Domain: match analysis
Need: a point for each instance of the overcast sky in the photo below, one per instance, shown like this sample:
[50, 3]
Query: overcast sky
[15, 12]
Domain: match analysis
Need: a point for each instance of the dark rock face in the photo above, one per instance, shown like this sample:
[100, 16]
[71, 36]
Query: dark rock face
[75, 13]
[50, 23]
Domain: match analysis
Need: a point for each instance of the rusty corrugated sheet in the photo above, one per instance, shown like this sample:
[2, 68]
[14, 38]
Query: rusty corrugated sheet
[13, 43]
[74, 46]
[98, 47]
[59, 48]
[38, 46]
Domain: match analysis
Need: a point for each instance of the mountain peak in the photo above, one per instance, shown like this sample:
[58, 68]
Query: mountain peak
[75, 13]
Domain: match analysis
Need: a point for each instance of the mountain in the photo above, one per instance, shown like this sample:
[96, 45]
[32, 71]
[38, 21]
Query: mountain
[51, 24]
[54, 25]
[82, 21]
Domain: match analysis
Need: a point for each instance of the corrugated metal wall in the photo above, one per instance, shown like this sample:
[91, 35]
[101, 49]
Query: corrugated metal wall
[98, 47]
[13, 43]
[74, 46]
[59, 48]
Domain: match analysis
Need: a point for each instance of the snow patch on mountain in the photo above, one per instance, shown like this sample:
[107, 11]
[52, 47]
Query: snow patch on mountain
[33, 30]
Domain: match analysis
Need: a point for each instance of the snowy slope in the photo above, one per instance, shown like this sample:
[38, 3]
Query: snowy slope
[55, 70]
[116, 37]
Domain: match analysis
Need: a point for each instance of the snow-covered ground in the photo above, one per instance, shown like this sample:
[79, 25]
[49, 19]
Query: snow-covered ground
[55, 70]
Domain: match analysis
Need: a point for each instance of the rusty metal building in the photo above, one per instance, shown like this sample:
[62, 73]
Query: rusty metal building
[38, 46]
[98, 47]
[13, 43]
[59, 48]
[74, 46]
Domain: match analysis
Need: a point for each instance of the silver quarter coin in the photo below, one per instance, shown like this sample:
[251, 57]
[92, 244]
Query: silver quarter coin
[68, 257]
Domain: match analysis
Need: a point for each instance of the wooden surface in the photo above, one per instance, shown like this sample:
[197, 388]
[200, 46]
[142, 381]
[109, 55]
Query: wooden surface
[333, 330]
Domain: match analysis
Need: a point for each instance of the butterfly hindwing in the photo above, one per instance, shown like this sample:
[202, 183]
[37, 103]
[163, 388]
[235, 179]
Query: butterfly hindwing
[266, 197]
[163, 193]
•••
§ **REQUIRED TASK**
Output an exact copy of each record.

§ **RESULT BELOW**
Domain: match analysis
Need: a point for each instance of the overcast sky in the photo below, one per instance, shown like this sample:
[50, 3]
Query: overcast sky
[15, 12]
Domain: match analysis
Need: a point for each instance of the dark rock face in the photo above, one per instance, shown like this sample:
[100, 16]
[71, 36]
Query: dark rock face
[75, 13]
[50, 23]
Domain: match analysis
Need: a point for each instance of the rusty corrugated sheet in the photo above, one per instance, shown like this sample:
[2, 68]
[14, 38]
Query: rusty corrugated sheet
[13, 43]
[74, 46]
[98, 47]
[59, 48]
[38, 46]
Domain: match analysis
Need: a point for each instance of the mountain peak in the photo above, one per instance, shown like this sample:
[58, 68]
Query: mountain peak
[75, 13]
Domain: match analysis
Need: a point for each instance of the mountain in the photo above, one per instance, shown like this sample:
[96, 45]
[32, 71]
[38, 21]
Query: mountain
[51, 24]
[54, 25]
[82, 21]
Domain: match analysis
Need: a point for each instance of the corrugated metal wall in the photo above, one per instance, shown like this sample:
[91, 35]
[101, 49]
Query: corrugated metal wall
[98, 47]
[13, 43]
[74, 46]
[59, 48]
Domain: match analysis
Need: a point for each instance of the snow patch on mountain in the photo above, one per instance, shown like this sample:
[107, 11]
[52, 47]
Query: snow patch on mountain
[33, 30]
Domain: match analysis
Need: a point for each instance of the snowy slope in the photo above, one per instance, shown like this sample:
[38, 3]
Query: snowy slope
[55, 70]
[116, 37]
Domain: match analysis
Need: a point for each instance of the snow-covered ground in the photo above, one per instance, shown like this sample:
[79, 25]
[49, 19]
Query: snow-covered ground
[55, 70]
Domain: match analysis
Need: a point for each instance of the rusty metal building in the photo above, one per instance, shown like this sample:
[62, 73]
Query: rusty metal building
[38, 46]
[98, 47]
[13, 43]
[59, 48]
[74, 46]
Domain: match analysis
Need: a point for each instance of the silver quarter coin in the photo below, one per instance, shown like this sample:
[251, 57]
[92, 244]
Query: silver quarter coin
[68, 257]
Domain: match analysis
Need: a point for each instance of the wooden surface in the photo above, one per instance, shown like this sample:
[197, 388]
[200, 46]
[142, 381]
[109, 55]
Query: wooden surface
[333, 330]
Domain: match analysis
Need: a point for each instance of the butterfly hindwing in the photo above, one per instance, shown like this sample:
[202, 183]
[37, 103]
[163, 388]
[235, 179]
Query: butterfly hindwing
[266, 197]
[163, 193]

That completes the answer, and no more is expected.